- Passage to read -
|---|
Acetoacetic acid and beta-hydroxybutyric acid are normal fuels of respiration and are important sources of energy. In fact, the heart muscle and the renal cortex prefer to use acetoacetate instead of glucose. But glucose is the major fuel of the brain in well-nourished individuals, even though the brain can adapt to utilize acetoacetate in the absence of glucose. The odor of acetone may be detected in the breath of an individual who has a high level of ketones in the blood because acetone is eliminated via the lungs. Normally, small amounts of ketones (2–4 mg/dL) are present in the blood.The relative proportion of each is approximately 20% acetoacetic acid, 2% acetone, and 78% -hydroxybutyric acid.There may, however, be considerable proportional variation among individuals. Acetone is lost into the air if a sample is left standing at room temperature. Therefore, urines should be tested immediately or refrigerated in a closed container until testing. The Acetest tablet contains sodium nitroprusside, glycine, a strong alkaline buffer, and lactose (a color enhancer). Acetest can be used to test urine, serum, plasma, or whole blood. Diacetic acid and acetone react with sodium nitroprusside and glycine in an alkaline medium to form a purple color. Acetest will not react with beta-hydroxybutyric acid. Acetest Procedure: 1. Remove a tablet from the bottle and recap immediately. Place the tablet on a piece of clean, dry white paper. 2. Put one drop of urinedirectly on top of the tablet. 3. Compare the color of the tablet with the color chart at 30 seconds. Results are reported as “small, moderate, or large.” The small color block corresponds to approximately 5–10 mg/dL of diacetic acid, the moderate block is 30–40 mg/dL, and the large block is about 80–100 mg/dL.
|---|
- Material provided -
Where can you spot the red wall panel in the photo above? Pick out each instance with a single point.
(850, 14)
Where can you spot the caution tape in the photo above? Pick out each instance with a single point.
|---|
According to the passage on ketones, which ketone does Acetest not react with? The listing comes from a different source than the passage on ketones.

- Answer section -
Acetest does not react with beta-hydroxybutyric acid.